Datant de notre enfance profonde, la réaction de nos tantes, amies, parents envers notre dessin a profondément influencé notre perception des arts, notre ouverture à apprécier la recherche artistique ainsi que la toute-puissance du dessin manqué. L’idée du « beau » tolère maigrement de se casser la gueule en création.
Dans mes cours, les étudiants apprennent - parfois douloureusement, mais surtout avec soulagement - que l'acte de créer comporte son lot de risques et que le dit « chef-d'œuvre » est une conception sociale inutile qui, par chance, est hors de notre contrôle.
L'idée de « faire beau », de « faire plaisir », la recherche d'approbation freine notre élan à explorer, distorsionne, voire corrompt l’acte de créer et, du coup, nous empêche d’envisager que le dessin ou la peinture que nous créons puisse ne pas correspondre à notre « préconception ».
Voilà pourquoi il faut y mettre du temps et de la sueur et le temps, à notre époque, n’est pas le même qu’au 19e siècle (quoi qu’en disent nos horloges). Le « vite fait » est à la mode plus que jamais, peu importe notre âge. Nous utilisons des matériaux « pauvres » pour des raisons multiples : évaporation rapide, matériaux hors de prix, empressement, etc. Quoi qu’il en soit, la pédagogie nous enseigne que les étapes d’apprentissage (et le temps) sont nécessaires pour arriver au stade de professionnel, un terme de plus en plus galvaudé dans le monde des arts.
----
> CONSIGNES
a. Répondez aux questions suivantes à partir du passage source.
(i) Selon le passage source, que comporte l'acte de créer ?
(ii) Quelles raisons le passage source donne-t-il à l'utilisation de matériaux « pauvres » ?
(iii) Quel terme est qualifié de plus en plus galvaudé dans le monde des arts ?
b. Énumérez toutes les personnes dont la réaction envers notre dessin, selon le passage source, a influencé notre perception des arts.

> LIGNES DE DONNÉES
----
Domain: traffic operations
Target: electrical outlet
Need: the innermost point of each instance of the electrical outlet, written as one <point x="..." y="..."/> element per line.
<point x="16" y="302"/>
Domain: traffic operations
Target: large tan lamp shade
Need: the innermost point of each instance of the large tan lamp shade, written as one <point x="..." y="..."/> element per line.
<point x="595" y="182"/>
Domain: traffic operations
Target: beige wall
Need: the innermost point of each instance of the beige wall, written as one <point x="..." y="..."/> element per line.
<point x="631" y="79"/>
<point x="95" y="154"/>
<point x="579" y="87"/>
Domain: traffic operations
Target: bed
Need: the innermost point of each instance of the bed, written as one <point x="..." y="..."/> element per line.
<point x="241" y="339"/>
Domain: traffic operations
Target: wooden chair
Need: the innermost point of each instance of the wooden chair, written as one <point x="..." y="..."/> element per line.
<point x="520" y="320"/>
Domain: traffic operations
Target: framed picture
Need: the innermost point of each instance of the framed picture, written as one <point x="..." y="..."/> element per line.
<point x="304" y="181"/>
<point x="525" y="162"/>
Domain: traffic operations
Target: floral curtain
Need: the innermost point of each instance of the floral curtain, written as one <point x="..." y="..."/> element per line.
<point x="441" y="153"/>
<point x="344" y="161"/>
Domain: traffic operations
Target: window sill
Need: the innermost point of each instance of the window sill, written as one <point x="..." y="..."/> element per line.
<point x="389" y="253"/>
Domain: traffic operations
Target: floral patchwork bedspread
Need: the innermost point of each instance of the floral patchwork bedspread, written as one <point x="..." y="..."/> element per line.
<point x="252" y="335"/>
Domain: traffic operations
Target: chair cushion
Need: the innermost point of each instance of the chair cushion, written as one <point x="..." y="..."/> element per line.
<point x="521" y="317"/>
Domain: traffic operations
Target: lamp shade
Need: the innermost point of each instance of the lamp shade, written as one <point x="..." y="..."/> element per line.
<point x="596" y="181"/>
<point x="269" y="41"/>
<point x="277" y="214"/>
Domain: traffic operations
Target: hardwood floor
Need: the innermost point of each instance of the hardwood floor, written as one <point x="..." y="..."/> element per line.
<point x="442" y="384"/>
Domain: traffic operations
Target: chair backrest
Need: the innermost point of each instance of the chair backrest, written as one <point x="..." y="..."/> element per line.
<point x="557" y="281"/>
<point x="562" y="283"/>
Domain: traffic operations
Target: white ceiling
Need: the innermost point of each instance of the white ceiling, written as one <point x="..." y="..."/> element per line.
----
> EN RÉPONSE
a.
(i) Il comporte son lot de risques.
(ii) L'évaporation rapide, des matériaux hors de prix et l'empressement.
(iii) Le terme « professionnel ».

b. Nos tantes, nos amies et nos parents.